- [Selected text]
= Peter Seton Hay =

New Zealand civil engineer

Peter Seton Hay (1852-19 March 1907) was a New Zealand civil engineer and public servant. He was born in Glasgow, Lanarkshire, Scotland on 12 July 1852.

He was brought to Dunedin in April 1860. In 1875, he joined the Public Works Department, as an engineering cadet, and was awarded a University of Otago BA in 1877 and an MA in 1878. He married Mary Clarke on 22 April 1879. They had four sons and a daughter.

- [Work to complete]
Keep writing the piece on Peter Seton Hay, the New Zealand engineer, picking up right after its last sentence.

- [Supplied records]
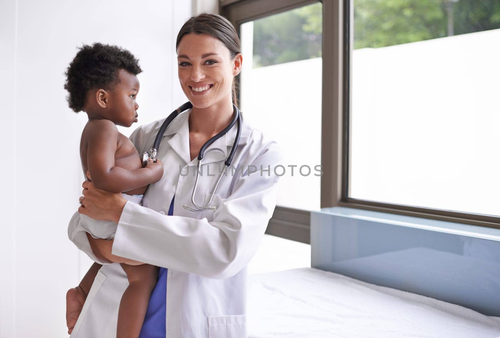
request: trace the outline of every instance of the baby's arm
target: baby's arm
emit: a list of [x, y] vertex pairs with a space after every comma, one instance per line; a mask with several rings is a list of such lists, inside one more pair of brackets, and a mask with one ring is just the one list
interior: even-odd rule
[[150, 161], [146, 168], [134, 170], [115, 166], [119, 134], [116, 126], [107, 120], [95, 120], [92, 124], [88, 141], [87, 166], [94, 186], [112, 192], [122, 192], [160, 180], [163, 166], [159, 163]]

- [Response to the task]
Peter Seton Hay helped build parts of the Main South Line, Central Otago, Midland and Catlins River railways, before moving to the Wellington head office in 1884. His works then included Timaru Harbour, the NIMT (with the Makōhine, Mangaweka, Hapuawhenua, Taonui, Manganui-a-te-ao and Makatote viaducts), Awatere bridge; Farewell Spit Lighthouse, Rakaia Gorge Bridge, Christchurch Exhibition towers, Motueka Harbour and reports on the hydroelectric potential of the Waikato, Waikaremoana, Mangawhero–Wanganui and Lakes Coleridge, Hāwea, Te Anau and Manapouri.

In 1906 he was promoted to engineer-in-chief, but died the next year, aged 54, of pleurisy, after several months in hospital, following exposure whilst inspecting the railway near Waiouru.